_WORK TO BE COMPLETED_
Return every line of the data below that contains the string "curb", treating uppercase and lowercase as different.

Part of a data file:
[BEGIN]

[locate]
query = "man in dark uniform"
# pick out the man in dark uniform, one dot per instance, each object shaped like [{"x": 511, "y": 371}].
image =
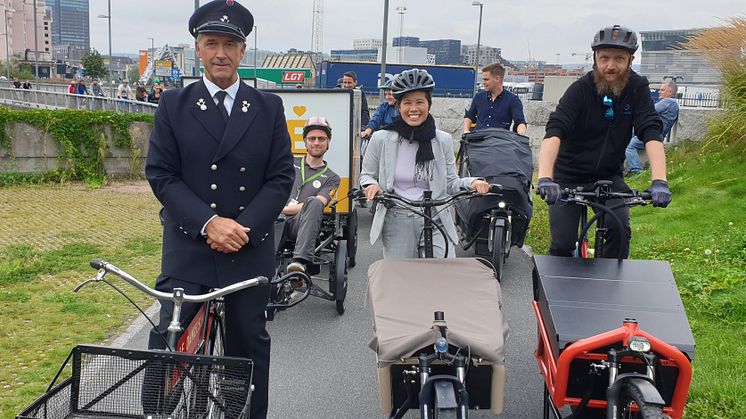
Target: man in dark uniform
[
  {"x": 314, "y": 187},
  {"x": 220, "y": 164}
]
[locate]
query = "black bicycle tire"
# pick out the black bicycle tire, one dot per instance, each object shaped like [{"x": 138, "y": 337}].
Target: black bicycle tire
[
  {"x": 498, "y": 252},
  {"x": 631, "y": 392}
]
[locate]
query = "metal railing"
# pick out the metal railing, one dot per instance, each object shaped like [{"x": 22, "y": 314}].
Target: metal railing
[{"x": 56, "y": 100}]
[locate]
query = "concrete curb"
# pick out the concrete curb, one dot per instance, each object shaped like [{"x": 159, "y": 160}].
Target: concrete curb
[{"x": 136, "y": 327}]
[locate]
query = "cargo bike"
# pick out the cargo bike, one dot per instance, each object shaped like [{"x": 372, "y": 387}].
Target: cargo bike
[
  {"x": 613, "y": 337},
  {"x": 439, "y": 327},
  {"x": 336, "y": 247},
  {"x": 493, "y": 224}
]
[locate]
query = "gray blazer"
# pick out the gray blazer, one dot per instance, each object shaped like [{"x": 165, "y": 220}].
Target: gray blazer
[{"x": 379, "y": 164}]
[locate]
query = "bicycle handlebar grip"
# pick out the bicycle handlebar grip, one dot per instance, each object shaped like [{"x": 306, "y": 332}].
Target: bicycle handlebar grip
[{"x": 98, "y": 264}]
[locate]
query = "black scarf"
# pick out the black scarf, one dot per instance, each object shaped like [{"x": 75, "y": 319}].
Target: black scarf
[{"x": 423, "y": 135}]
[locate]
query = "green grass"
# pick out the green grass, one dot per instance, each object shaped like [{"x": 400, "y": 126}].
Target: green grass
[
  {"x": 51, "y": 233},
  {"x": 703, "y": 235}
]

[END]

_WRITTEN SOLUTION_
query = "concrete curb"
# pick out the concrete curb, one dot per instance, each object shaped like [{"x": 159, "y": 160}].
Target: concrete curb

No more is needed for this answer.